##### Material for this exercise

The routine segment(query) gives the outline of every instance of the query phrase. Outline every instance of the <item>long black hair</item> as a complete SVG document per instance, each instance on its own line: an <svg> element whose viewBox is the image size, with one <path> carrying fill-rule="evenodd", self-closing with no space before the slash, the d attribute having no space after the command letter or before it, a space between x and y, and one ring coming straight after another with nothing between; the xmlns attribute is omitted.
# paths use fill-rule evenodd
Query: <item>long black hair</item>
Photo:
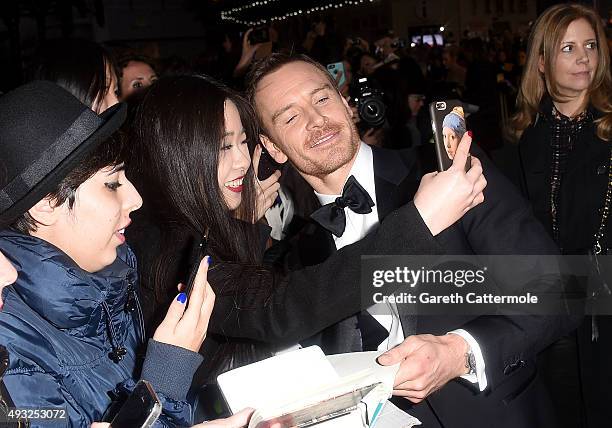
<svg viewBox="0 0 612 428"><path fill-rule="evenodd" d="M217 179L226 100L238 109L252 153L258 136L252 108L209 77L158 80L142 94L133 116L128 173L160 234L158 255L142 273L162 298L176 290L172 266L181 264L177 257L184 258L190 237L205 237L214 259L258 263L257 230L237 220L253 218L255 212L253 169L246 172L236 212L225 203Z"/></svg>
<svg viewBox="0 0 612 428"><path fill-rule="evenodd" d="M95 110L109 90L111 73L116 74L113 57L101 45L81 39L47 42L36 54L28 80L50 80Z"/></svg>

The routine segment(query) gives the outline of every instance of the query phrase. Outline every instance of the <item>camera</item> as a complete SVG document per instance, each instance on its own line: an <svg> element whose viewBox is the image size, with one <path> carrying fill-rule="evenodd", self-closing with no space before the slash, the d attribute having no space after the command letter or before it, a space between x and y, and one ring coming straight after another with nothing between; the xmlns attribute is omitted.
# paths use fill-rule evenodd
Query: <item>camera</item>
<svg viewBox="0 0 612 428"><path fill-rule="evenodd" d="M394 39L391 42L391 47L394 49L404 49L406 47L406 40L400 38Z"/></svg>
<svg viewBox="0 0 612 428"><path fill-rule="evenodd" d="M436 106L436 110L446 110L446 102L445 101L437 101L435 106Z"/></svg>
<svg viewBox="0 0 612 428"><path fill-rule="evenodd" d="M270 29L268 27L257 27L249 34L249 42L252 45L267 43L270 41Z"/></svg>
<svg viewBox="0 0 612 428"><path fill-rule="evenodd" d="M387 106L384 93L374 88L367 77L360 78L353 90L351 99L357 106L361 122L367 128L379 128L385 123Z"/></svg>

##########
##### Material for this exercise

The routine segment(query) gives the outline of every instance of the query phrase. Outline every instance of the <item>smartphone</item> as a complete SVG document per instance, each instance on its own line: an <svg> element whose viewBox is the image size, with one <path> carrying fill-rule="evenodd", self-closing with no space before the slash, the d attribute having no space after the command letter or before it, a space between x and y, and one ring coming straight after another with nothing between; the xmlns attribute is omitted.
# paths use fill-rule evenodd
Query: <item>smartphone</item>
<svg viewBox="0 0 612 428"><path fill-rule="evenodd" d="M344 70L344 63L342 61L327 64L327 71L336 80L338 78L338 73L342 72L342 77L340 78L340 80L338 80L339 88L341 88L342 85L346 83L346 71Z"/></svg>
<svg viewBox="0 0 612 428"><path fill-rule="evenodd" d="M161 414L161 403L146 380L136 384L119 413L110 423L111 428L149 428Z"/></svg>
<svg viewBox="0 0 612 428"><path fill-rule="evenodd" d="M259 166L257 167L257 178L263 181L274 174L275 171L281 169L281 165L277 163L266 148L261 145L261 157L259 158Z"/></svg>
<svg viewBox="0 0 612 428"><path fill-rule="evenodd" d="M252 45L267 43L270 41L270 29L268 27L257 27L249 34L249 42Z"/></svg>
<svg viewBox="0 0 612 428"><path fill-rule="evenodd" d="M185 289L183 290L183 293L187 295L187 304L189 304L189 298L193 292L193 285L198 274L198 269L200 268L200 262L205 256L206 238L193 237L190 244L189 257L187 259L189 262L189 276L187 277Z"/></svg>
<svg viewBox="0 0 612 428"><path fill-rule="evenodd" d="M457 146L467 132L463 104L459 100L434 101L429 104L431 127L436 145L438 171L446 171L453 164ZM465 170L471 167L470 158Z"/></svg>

##########

Could you report every line of the material that contains the string "long"?

The routine segment(query) gives the outline of every instance of the query phrase. Outline every instance of the <item>long black hair</item> as a complete SVG document per instance, each instance on its own line: an <svg> element whose viewBox is the image size, with one <path> carrying fill-rule="evenodd", self-closing with no space before the slash, the d attribute having no space after the command letter or before it, a space between x and y, and one ring coming straight after another with nothing between; the xmlns attribute is omitted.
Query: <item>long black hair</item>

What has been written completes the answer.